▶ [LESETEXT]:
┌──

Christian Rainer: Die Demokratie und ihre Feinde
Am Freitag der vergangenen Woche sagte ein ehemaliger KGB-Offizier, der seine Lehrjahre in der DDR absolviert hatte: „Die liberale Idee hat ausgedient.“ Jede andere Aussage eines russischen Spions (etwa: „James- Bond-Filme sind mir zu brutal.“) wäre ja auch ungewöhnlich. Weil dieser Ex-Geheimdienstmann Wladimir Putin ist und weil Putin diesen Satz gegenüber der „Financial Times“ im Vorfeld des G20-Treffens von Osaka als eine Art Gegenwartsbeschreibung verwendete, die als Zukunftsprognose verstanden werden muss, hat sich der Satz Aufmerksamkeit verdient. (Auch Robert Treichler widmet sich in seinem aktuellen Kommentar den Worten Putins.) Was meint der russische Präsident? An wen richtet er sich? Hat er recht oder will er nur spielen (zum Beispiel mit Donald Trump, der durch die Konfrontation mit China aus russischer Perspektive zu viel Aufmerksamkeit bekommt)?

└──

▶ [AUFGABEN]:
- A) Wem gegenüber äußerte Putin laut dem Kommentar zu Putins Aussage den Satz über die liberale Idee?
- B) Prüfen Sie, ob die folgenden Aussagen mit dem Kommentar zu Putins Aussage übereinstimmen: (i) Putin hat seine Lehrjahre in der DDR absolviert. (ii) Putin machte seine Aussage nach dem G20-Treffen von Osaka. (iii) Auch Robert Treichler befasst sich mit Putins Worten.
- C) Setzen Sie den Kommentar zu Putins Aussage an der Stelle fort, an der er aufhört.

(Einträge aus einem Punkt-Annotationsdatensatz)
┌──

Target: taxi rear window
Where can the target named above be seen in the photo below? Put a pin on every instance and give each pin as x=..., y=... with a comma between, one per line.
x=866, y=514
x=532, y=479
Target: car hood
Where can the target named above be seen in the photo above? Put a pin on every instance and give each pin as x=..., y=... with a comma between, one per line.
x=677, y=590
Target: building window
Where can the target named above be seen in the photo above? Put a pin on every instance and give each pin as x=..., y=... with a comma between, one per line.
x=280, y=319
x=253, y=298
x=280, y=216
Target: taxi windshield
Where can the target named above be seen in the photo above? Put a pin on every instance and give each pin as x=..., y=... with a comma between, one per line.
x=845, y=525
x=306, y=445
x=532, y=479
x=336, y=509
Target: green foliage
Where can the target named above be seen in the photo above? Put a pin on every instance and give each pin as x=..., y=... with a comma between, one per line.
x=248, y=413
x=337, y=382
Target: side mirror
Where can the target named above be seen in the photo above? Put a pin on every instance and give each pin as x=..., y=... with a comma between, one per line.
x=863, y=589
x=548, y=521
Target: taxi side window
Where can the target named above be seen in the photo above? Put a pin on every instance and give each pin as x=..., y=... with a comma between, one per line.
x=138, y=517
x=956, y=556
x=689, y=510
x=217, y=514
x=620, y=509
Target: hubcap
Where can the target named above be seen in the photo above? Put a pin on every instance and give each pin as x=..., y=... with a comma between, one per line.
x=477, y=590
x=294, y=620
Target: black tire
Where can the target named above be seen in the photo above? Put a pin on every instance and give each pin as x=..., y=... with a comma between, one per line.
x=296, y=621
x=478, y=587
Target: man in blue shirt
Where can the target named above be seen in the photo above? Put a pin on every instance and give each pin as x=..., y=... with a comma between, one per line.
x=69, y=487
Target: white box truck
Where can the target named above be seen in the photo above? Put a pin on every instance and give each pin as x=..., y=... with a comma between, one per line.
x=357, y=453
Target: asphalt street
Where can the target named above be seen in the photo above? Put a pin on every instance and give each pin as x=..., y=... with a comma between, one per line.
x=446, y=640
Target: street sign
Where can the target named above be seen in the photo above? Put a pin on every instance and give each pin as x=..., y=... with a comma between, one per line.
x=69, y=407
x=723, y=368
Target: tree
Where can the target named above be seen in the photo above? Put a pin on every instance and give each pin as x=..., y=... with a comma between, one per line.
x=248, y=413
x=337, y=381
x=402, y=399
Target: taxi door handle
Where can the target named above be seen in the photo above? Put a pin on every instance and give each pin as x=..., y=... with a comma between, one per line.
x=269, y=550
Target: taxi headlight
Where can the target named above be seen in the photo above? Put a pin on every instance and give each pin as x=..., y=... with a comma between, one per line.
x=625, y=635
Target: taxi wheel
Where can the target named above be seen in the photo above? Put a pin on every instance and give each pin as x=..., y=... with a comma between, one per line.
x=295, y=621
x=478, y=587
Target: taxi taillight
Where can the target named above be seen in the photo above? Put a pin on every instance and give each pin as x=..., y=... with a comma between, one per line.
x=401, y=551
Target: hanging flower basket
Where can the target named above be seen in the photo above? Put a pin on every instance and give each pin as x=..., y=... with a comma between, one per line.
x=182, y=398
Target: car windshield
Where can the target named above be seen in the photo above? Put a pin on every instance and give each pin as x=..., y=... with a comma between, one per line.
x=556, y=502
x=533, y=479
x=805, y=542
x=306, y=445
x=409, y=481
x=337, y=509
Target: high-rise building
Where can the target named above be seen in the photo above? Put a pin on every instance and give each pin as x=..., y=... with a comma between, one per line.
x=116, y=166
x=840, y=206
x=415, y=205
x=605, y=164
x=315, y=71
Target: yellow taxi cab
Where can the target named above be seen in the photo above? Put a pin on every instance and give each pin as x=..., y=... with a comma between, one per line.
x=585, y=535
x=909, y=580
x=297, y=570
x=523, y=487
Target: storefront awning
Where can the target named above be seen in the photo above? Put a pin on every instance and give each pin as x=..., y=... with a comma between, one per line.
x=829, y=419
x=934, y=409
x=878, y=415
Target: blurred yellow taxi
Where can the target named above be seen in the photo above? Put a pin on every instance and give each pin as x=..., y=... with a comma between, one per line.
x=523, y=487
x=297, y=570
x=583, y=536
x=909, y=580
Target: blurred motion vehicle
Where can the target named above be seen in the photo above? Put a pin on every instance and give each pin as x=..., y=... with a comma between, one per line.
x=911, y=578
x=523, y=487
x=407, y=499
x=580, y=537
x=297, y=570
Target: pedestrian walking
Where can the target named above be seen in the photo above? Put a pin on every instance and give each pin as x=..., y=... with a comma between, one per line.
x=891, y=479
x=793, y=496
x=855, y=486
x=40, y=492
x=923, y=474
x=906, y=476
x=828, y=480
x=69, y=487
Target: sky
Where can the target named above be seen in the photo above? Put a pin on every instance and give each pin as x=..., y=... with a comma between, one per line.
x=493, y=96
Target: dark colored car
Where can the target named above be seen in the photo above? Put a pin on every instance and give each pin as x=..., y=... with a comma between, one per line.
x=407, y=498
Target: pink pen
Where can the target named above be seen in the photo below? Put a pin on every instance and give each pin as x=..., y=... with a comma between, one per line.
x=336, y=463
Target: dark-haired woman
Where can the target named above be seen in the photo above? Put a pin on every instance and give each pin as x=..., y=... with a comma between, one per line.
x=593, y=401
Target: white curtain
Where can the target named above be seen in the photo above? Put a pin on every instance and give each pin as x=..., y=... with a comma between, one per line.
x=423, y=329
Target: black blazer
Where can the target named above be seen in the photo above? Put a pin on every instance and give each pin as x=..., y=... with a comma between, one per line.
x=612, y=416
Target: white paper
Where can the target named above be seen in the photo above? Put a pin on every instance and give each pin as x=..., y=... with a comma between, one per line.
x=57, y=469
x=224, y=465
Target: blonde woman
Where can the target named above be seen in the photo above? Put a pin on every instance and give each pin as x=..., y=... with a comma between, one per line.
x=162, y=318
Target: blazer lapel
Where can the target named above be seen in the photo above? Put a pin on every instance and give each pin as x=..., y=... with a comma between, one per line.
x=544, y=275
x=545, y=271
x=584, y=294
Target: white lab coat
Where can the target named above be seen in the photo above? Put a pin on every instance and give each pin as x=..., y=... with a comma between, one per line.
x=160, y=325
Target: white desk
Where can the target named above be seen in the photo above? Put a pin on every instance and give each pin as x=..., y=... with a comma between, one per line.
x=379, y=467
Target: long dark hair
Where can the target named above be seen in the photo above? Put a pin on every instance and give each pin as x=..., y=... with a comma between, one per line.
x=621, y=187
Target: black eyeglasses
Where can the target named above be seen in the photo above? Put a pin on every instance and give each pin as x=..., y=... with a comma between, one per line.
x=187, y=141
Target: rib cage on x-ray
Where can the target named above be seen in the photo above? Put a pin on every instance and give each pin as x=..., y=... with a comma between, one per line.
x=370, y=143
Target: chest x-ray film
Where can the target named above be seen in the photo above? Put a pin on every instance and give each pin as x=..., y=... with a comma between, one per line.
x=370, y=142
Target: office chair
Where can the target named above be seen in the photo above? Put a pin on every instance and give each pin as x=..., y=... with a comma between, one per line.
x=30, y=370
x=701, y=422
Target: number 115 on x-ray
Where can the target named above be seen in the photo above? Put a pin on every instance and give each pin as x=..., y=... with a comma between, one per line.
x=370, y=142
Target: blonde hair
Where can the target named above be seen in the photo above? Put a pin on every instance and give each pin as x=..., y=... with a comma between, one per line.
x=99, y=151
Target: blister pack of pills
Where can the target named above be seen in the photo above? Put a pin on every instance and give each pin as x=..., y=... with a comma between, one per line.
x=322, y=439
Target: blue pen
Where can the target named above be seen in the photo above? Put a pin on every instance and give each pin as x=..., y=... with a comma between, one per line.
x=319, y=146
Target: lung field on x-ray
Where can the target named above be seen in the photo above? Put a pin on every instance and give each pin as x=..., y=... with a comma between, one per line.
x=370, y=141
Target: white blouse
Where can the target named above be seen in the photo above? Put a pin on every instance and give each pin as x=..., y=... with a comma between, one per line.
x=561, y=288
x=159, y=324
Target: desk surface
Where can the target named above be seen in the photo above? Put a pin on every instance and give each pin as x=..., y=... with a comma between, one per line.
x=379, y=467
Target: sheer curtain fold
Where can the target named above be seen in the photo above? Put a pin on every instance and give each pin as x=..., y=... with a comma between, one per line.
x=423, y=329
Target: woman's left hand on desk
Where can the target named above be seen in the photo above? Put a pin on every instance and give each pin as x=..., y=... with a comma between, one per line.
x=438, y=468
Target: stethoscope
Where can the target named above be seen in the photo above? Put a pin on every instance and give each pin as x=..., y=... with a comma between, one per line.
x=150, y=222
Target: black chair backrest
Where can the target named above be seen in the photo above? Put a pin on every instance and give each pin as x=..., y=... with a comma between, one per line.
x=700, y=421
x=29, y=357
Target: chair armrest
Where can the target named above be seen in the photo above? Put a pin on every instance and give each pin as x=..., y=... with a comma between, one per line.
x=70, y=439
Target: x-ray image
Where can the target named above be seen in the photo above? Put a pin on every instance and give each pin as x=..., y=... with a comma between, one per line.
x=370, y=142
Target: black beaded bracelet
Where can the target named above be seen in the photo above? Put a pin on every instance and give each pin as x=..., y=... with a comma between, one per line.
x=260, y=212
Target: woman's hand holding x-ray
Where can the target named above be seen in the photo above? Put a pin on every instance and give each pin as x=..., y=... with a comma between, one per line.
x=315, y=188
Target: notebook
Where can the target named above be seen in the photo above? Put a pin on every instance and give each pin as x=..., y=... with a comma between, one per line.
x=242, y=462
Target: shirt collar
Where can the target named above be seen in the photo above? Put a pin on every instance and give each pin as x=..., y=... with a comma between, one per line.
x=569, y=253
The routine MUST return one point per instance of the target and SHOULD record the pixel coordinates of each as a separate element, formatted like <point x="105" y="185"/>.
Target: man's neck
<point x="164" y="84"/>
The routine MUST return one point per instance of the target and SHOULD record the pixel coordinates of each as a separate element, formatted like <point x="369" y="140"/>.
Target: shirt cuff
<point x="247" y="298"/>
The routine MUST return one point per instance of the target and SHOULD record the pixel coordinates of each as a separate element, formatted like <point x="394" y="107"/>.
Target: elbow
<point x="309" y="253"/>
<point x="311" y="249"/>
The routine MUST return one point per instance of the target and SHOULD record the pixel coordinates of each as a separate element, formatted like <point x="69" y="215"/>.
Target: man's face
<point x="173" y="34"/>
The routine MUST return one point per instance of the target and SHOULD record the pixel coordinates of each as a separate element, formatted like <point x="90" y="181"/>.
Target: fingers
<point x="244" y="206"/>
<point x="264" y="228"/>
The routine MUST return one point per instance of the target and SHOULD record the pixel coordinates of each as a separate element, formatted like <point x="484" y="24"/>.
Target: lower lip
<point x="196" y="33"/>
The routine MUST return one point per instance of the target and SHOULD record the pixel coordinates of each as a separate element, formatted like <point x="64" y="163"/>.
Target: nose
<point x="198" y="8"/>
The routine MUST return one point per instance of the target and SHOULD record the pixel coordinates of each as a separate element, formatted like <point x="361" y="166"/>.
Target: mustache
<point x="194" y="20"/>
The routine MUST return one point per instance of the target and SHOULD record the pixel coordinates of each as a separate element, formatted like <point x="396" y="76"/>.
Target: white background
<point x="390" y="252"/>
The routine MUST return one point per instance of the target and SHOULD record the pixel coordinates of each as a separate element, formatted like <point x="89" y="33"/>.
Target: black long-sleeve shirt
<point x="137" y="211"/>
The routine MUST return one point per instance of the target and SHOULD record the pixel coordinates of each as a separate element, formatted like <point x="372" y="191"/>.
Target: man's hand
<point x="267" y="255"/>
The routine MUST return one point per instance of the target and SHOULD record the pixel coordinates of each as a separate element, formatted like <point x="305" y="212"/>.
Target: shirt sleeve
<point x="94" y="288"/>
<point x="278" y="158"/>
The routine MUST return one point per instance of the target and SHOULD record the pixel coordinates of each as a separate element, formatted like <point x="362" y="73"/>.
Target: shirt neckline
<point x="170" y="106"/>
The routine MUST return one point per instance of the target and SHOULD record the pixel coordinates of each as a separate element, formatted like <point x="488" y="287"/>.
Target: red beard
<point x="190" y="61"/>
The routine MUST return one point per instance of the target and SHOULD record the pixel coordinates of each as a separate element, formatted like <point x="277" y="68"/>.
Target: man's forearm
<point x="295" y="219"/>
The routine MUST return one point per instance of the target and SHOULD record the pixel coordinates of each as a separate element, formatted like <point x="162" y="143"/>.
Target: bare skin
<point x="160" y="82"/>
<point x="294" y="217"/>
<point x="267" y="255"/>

└──

▶ [DIE ANTWORTEN]:
- A) Gegenüber der „Financial Times“.

- B)
(i) Ja: „der seine Lehrjahre in der DDR absolviert hatte“
(ii) Nein: „im Vorfeld des G20-Treffens von Osaka“
(iii) Ja: „Auch Robert Treichler widmet sich in seinem aktuellen Kommentar den Worten Putins.“

- C)
Sicherlich wollte Putin einigen seiner Kollegen eine reinsemmeln. Explizit trat er Angela Merkel gegen das Bein, deren Flüchtlingspolitik er scharf kritisierte. Für eine politologisch fundierte Standortbestimmung fiel die Analyse dann doch zu flapsig aus: „Die liberale Idee setzt voraus, dass nichts getan werden muss. Die Migranten können ungestraft töten, plündern, vergewaltigen, weil ja ihre Rechte als Flüchtlinge zu schützen sind. Jedes Verbrechen muss bestraft werden.“ Das klingt wie eine Beschreibung sowjetischer oder russischer Besatzungssoldaten, nicht aber nach der Realität an den Epizentren irgendeiner Flüchtlingskrise.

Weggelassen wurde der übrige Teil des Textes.